━━━ Source document ━━━

Kim earned a Ph.D. in geography and a master’s degree in urban planning from the University of Illinois at Urbana-Champaign. He received his bachelor’s degree in urban planning and engineering from Yonsei University in South Korea.

Junghwan Kim
Junghwan Kim is joining the Department of Geography as an assistant professor. Photo courtesy of Junghwan Kim.

Eduardo Molina was named a collegiate assistant professor in the Department of Sustainable Biomaterials in April. “I am very excited about this opportunity to work with my colleagues and my students, who share a strong commitment to sustainability and making a positive impact in our society,” he said.

Molina has worked with packaging systems and design students and in the Center for Packaging and Unit Load Design (CPULD) since he arrived at Virginia Tech as a graduate student in 2015. While earning his master’s degree, he served as the manager of CPULD’s Corrugated Packaging Materials Lab. He played a major role in efforts that led to the center’s recognition as the only facility in the Americas certified to conduct corrugated packaging testing for IKEA. He was named CPULD associate director in January 2021.

Molina completed his Ph.D. in December 2020 while also teaching full-time as an instructor in the Department of Sustainable Biomaterials. He teaches courses on a variety of topics, from computer-aided packaging design to how packaging interacts with industrial systems such as warehousing, supply chains, and production.

His research focuses on developing the knowledge needed to increase the sustainability of packaging systems though different methods, including the application of sustainable biomaterials in shipping containers. He also works with students in the Corrugated Packaging Materials Laboratory to conduct research and evaluate the quality of corrugated fiberboard (cardboard) in order to help the industry become more efficient and sustainable.

━━━ Records provided ━━━

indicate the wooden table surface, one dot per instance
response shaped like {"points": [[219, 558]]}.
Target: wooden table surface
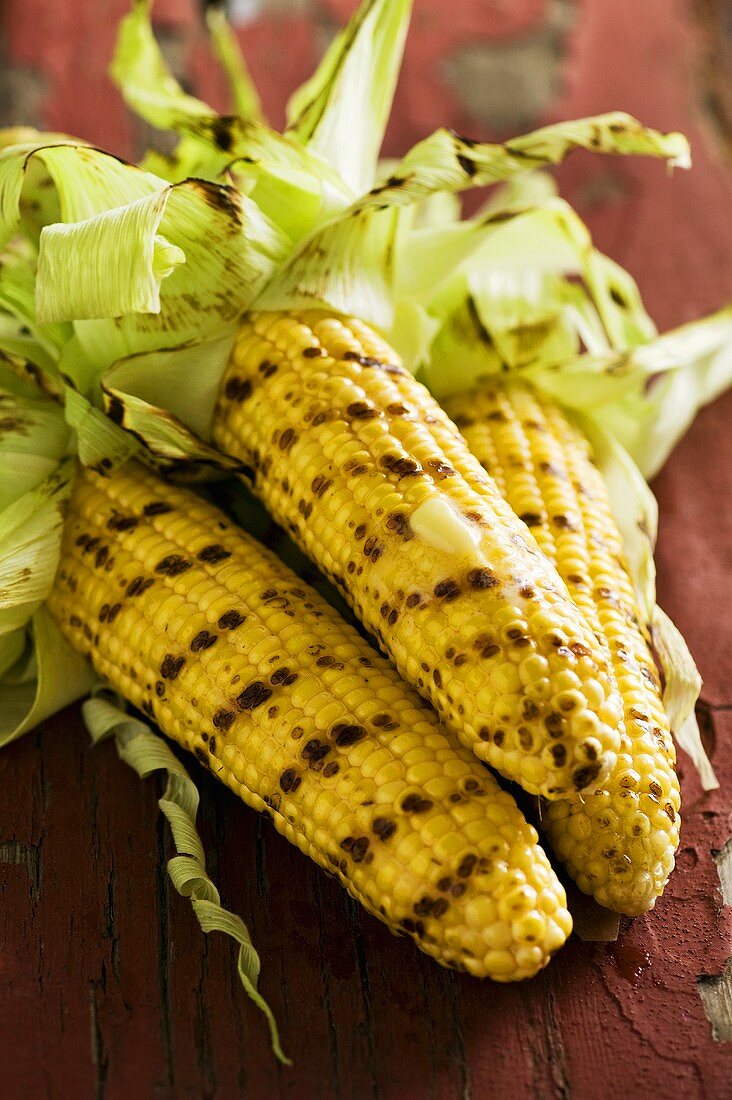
{"points": [[107, 986]]}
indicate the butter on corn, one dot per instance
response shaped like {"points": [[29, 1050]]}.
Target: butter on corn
{"points": [[368, 474], [241, 663], [619, 839]]}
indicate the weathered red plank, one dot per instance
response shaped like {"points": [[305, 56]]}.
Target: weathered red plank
{"points": [[107, 987]]}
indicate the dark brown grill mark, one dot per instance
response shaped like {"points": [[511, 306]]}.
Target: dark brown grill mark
{"points": [[173, 565], [222, 718], [230, 619], [315, 750], [447, 590], [253, 695], [481, 579], [290, 780], [400, 523], [171, 667], [122, 523], [238, 389], [361, 410], [203, 640], [383, 827], [214, 553], [585, 776]]}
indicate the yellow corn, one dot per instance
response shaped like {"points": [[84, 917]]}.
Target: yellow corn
{"points": [[364, 470], [619, 839], [236, 659]]}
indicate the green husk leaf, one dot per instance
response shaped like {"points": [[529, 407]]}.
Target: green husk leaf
{"points": [[678, 373], [226, 47], [85, 289], [681, 686], [184, 381], [55, 677], [633, 505], [292, 186], [146, 752], [358, 276], [342, 110]]}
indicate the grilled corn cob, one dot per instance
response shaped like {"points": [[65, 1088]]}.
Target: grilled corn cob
{"points": [[619, 839], [374, 483], [217, 641]]}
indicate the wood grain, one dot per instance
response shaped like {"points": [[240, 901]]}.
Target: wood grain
{"points": [[107, 987]]}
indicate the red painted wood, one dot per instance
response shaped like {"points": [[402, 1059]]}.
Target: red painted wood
{"points": [[107, 987]]}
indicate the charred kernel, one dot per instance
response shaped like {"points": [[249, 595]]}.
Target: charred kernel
{"points": [[383, 827], [173, 564], [400, 523], [118, 523], [585, 776], [290, 780], [230, 619], [253, 695], [315, 750], [203, 640], [481, 579], [224, 718], [415, 804], [171, 667], [214, 553], [359, 849], [559, 755], [447, 590], [156, 508], [361, 410], [345, 735]]}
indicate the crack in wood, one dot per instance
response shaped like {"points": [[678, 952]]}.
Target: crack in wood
{"points": [[24, 855], [716, 990]]}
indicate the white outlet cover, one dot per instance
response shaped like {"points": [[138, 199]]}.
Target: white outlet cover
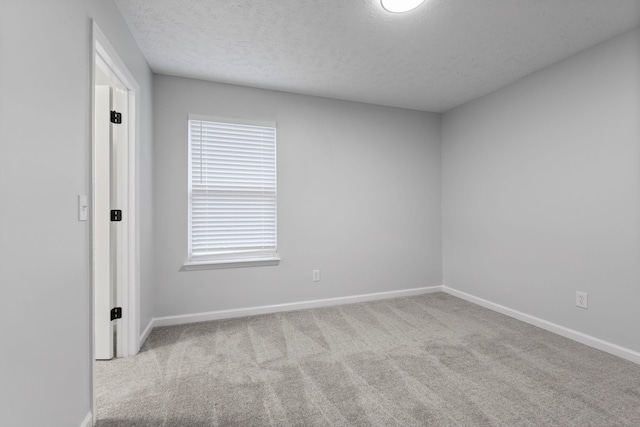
{"points": [[582, 299]]}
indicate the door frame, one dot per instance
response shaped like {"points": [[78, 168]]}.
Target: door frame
{"points": [[128, 274]]}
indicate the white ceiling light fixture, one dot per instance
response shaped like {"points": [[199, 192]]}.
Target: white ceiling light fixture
{"points": [[398, 6]]}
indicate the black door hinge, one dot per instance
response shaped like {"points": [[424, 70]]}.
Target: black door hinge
{"points": [[116, 117], [116, 215], [116, 313]]}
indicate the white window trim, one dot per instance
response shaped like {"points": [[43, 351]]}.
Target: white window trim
{"points": [[235, 260]]}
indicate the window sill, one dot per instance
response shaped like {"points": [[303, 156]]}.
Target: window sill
{"points": [[230, 263]]}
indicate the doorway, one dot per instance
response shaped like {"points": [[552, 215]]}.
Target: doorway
{"points": [[115, 284]]}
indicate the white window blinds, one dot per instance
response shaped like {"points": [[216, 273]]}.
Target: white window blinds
{"points": [[232, 191]]}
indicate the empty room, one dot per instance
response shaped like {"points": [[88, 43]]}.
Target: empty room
{"points": [[320, 213]]}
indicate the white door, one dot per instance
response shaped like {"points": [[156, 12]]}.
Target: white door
{"points": [[107, 238], [103, 289]]}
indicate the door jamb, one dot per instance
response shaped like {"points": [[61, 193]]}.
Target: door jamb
{"points": [[128, 288]]}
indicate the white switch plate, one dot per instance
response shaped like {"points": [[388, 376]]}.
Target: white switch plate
{"points": [[582, 299], [83, 207]]}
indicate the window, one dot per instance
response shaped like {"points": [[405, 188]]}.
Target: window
{"points": [[232, 194]]}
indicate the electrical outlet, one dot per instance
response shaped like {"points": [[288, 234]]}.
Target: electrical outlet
{"points": [[582, 299]]}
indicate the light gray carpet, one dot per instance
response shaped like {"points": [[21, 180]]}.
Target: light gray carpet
{"points": [[430, 360]]}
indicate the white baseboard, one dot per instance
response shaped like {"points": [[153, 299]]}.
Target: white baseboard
{"points": [[265, 309], [145, 333], [88, 421], [611, 348]]}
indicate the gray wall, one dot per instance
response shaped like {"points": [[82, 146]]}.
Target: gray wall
{"points": [[358, 197], [45, 46], [541, 190]]}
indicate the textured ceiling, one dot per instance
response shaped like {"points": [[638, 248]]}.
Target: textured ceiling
{"points": [[442, 54]]}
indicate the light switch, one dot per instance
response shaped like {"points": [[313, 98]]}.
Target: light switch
{"points": [[83, 207]]}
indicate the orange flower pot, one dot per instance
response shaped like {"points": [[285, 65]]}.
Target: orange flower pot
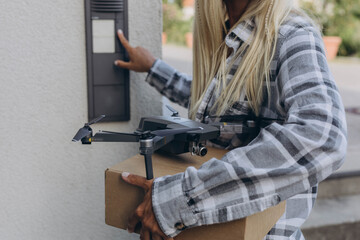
{"points": [[332, 45], [188, 3], [189, 39], [163, 38]]}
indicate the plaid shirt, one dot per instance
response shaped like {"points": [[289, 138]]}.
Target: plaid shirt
{"points": [[284, 162]]}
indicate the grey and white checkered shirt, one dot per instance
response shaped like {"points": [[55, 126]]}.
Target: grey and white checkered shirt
{"points": [[284, 162]]}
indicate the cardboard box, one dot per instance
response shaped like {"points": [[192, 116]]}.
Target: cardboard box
{"points": [[121, 199]]}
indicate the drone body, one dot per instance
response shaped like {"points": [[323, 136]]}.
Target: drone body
{"points": [[171, 134], [174, 134]]}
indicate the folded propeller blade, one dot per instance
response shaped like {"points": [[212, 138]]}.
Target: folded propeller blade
{"points": [[95, 120], [83, 132]]}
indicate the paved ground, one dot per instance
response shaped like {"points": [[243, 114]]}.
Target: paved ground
{"points": [[347, 76]]}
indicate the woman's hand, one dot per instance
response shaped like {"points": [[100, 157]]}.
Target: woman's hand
{"points": [[150, 229], [141, 60]]}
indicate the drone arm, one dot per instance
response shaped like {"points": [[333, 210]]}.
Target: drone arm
{"points": [[114, 137]]}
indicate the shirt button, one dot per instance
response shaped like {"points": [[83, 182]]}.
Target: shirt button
{"points": [[179, 226]]}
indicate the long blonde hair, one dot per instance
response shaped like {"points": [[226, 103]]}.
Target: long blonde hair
{"points": [[210, 52]]}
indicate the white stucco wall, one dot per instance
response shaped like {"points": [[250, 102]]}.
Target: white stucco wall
{"points": [[51, 188]]}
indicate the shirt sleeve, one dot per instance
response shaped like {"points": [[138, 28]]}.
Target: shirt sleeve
{"points": [[170, 83], [282, 161]]}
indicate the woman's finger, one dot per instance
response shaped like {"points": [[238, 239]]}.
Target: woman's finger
{"points": [[156, 237], [123, 64], [136, 180], [133, 221], [145, 234], [123, 40]]}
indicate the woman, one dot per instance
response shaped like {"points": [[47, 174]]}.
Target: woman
{"points": [[255, 57]]}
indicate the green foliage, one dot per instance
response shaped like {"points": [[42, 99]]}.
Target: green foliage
{"points": [[174, 25], [339, 18]]}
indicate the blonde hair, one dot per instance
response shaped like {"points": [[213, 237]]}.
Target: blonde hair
{"points": [[210, 52]]}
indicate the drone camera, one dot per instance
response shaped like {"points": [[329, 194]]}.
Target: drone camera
{"points": [[198, 149]]}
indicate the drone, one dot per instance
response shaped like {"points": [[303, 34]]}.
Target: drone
{"points": [[171, 134]]}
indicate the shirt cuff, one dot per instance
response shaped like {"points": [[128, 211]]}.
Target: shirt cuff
{"points": [[171, 205]]}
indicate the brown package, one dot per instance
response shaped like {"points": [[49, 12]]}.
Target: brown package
{"points": [[121, 199]]}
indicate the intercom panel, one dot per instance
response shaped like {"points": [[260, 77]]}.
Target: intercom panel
{"points": [[108, 85]]}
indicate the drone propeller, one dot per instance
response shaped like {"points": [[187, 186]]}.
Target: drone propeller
{"points": [[83, 132], [95, 120], [86, 130], [175, 113]]}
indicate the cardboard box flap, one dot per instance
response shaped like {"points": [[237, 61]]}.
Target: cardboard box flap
{"points": [[121, 199]]}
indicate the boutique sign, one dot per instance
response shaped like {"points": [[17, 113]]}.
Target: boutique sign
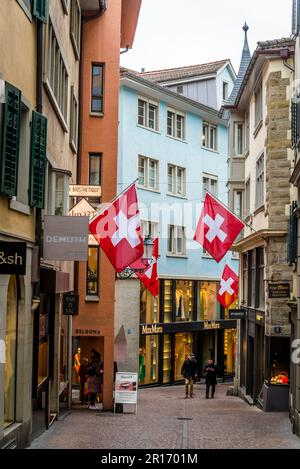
{"points": [[12, 258]]}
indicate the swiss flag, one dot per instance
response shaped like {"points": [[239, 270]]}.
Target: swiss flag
{"points": [[229, 287], [150, 277], [118, 230], [217, 228]]}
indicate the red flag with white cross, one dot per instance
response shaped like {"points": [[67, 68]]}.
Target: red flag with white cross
{"points": [[217, 228], [150, 276], [118, 230], [229, 287]]}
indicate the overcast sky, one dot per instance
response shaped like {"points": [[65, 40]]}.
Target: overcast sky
{"points": [[174, 33]]}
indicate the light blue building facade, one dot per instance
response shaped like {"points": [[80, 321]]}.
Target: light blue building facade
{"points": [[177, 147]]}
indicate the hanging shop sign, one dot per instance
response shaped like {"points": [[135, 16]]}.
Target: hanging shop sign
{"points": [[152, 329], [84, 209], [84, 191], [70, 304], [211, 325], [88, 332], [66, 238], [237, 314], [12, 258], [126, 388], [279, 290]]}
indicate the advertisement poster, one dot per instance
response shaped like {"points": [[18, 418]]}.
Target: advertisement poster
{"points": [[126, 388]]}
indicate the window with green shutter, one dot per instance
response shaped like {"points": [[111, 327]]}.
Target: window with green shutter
{"points": [[40, 10], [38, 160], [10, 141]]}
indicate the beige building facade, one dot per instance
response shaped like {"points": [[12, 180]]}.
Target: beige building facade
{"points": [[260, 165]]}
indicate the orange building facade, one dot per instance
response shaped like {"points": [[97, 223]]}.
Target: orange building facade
{"points": [[104, 34]]}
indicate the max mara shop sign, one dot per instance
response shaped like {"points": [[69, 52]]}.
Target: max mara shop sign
{"points": [[12, 258], [66, 238]]}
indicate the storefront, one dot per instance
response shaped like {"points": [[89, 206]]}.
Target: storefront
{"points": [[185, 318]]}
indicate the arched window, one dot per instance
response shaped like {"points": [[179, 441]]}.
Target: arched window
{"points": [[11, 352]]}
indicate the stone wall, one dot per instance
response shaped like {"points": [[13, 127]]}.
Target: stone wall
{"points": [[277, 270], [277, 145]]}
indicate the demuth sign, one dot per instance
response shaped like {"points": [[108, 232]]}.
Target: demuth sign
{"points": [[12, 258]]}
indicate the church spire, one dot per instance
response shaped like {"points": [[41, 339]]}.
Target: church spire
{"points": [[245, 60]]}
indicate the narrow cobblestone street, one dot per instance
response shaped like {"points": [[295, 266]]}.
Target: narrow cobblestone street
{"points": [[224, 423]]}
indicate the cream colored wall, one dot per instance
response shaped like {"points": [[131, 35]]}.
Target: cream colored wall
{"points": [[58, 149], [17, 66]]}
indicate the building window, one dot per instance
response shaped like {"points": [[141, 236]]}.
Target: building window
{"points": [[149, 359], [175, 124], [252, 278], [95, 169], [209, 184], [258, 105], [57, 76], [209, 136], [148, 114], [184, 300], [149, 307], [10, 369], [247, 198], [75, 27], [239, 138], [168, 301], [97, 88], [74, 122], [92, 285], [209, 309], [260, 181], [176, 240], [238, 203], [58, 193], [148, 173], [225, 90], [176, 180]]}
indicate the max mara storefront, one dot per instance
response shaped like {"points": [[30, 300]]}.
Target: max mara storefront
{"points": [[185, 318]]}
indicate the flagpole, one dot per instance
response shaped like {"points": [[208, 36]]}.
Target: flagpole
{"points": [[113, 200], [234, 214]]}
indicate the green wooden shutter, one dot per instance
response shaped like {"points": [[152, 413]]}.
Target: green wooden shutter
{"points": [[40, 10], [38, 160], [10, 141]]}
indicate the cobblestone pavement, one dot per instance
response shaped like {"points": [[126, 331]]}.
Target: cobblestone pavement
{"points": [[223, 422]]}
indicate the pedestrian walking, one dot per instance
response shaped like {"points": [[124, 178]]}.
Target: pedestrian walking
{"points": [[188, 371], [210, 373], [95, 378]]}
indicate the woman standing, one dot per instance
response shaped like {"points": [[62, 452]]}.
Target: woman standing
{"points": [[95, 378]]}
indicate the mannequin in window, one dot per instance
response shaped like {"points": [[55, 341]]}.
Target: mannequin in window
{"points": [[77, 362]]}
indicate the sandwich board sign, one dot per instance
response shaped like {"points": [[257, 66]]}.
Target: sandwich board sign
{"points": [[126, 387]]}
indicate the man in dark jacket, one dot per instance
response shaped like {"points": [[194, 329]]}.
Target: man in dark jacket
{"points": [[188, 371], [210, 372]]}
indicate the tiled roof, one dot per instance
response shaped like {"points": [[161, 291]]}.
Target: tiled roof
{"points": [[163, 76]]}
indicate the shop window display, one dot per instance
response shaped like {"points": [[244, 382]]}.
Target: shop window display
{"points": [[229, 351], [279, 360], [209, 305], [10, 353], [149, 307], [183, 348], [167, 359], [150, 349], [168, 304], [184, 300]]}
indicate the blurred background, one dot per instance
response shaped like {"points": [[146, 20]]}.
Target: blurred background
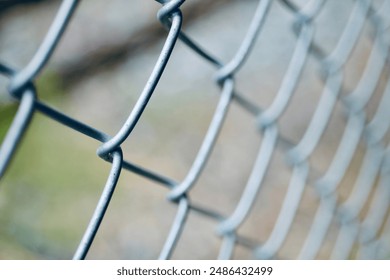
{"points": [[96, 75]]}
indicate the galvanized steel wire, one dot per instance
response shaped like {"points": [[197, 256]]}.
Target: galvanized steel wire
{"points": [[368, 234]]}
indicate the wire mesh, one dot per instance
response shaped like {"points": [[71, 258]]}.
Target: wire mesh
{"points": [[362, 217]]}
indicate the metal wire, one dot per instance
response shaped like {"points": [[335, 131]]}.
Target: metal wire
{"points": [[368, 234]]}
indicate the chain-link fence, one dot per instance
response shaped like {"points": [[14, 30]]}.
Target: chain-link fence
{"points": [[332, 136]]}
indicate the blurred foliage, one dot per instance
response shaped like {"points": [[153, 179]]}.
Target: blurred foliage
{"points": [[52, 177]]}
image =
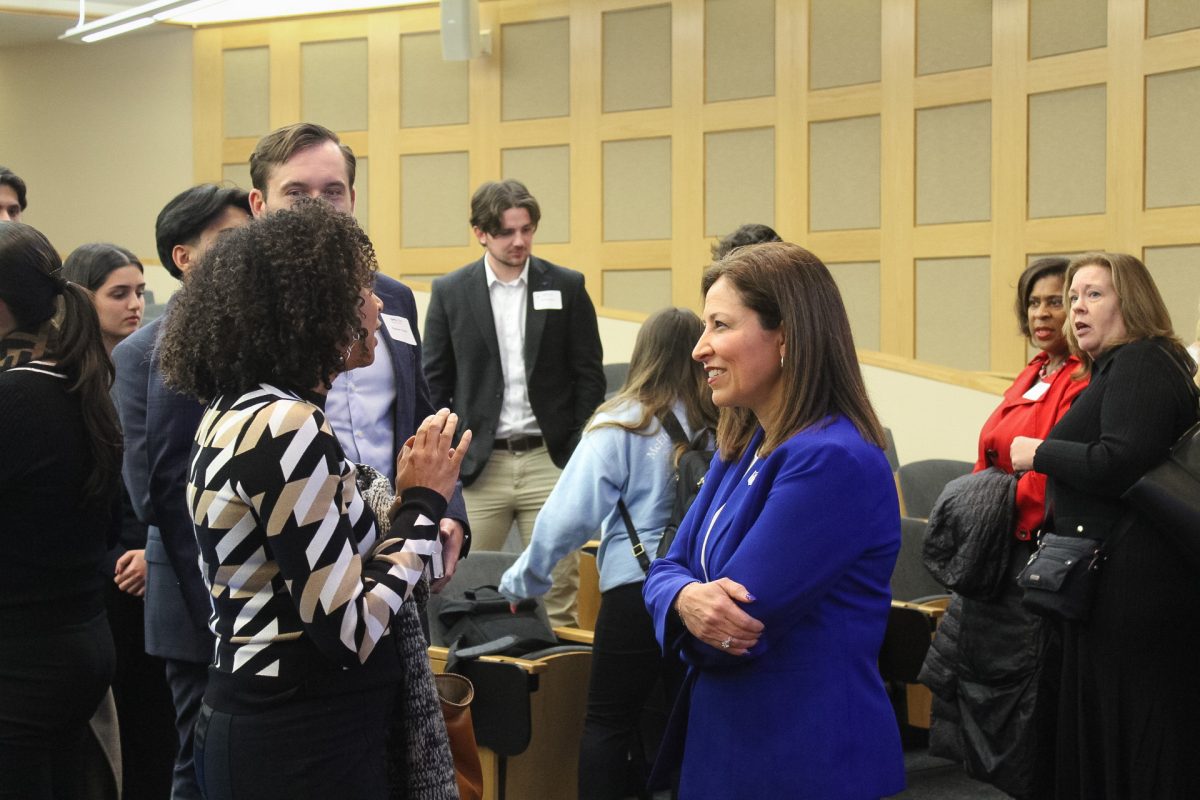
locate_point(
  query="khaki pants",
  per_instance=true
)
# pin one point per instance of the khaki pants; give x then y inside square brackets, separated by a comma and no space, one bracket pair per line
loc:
[514,487]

━━━

__The problem__
Can you retype the full passage above about Junghwan Kim and Eduardo Molina, word for word?

__Answer to this exercise__
Kim earned a Ph.D. in geography and a master’s degree in urban planning from the University of Illinois at Urbana-Champaign. He received his bachelor’s degree in urban planning and engineering from Yonsei University in South Korea.

Junghwan Kim
Junghwan Kim is joining the Department of Geography as an assistant professor. Photo courtesy of Junghwan Kim.

Eduardo Molina was named a collegiate assistant professor in the Department of Sustainable Biomaterials in April. “I am very excited about this opportunity to work with my colleagues and my students, who share a strong commitment to sustainability and making a positive impact in our society,” he said.

Molina has worked with packaging systems and design students and in the Center for Packaging and Unit Load Design (CPULD) since he arrived at Virginia Tech as a graduate student in 2015. While earning his master’s degree, he served as the manager of CPULD’s Corrugated Packaging Materials Lab. He played a major role in efforts that led to the center’s recognition as the only facility in the Americas certified to conduct corrugated packaging testing for IKEA. He was named CPULD associate director in January 2021.

Molina completed his Ph.D. in December 2020 while also teaching full-time as an instructor in the Department of Sustainable Biomaterials. He teaches courses on a variety of topics, from computer-aided packaging design to how packaging interacts with industrial systems such as warehousing, supply chains, and production.

His research focuses on developing the knowledge needed to increase the sustainability of packaging systems though different methods, including the application of sustainable biomaterials in shipping containers. He also works with students in the Corrugated Packaging Materials Laboratory to conduct research and evaluate the quality of corrugated fiberboard (cardboard) in order to help the industry become more efficient and sustainable.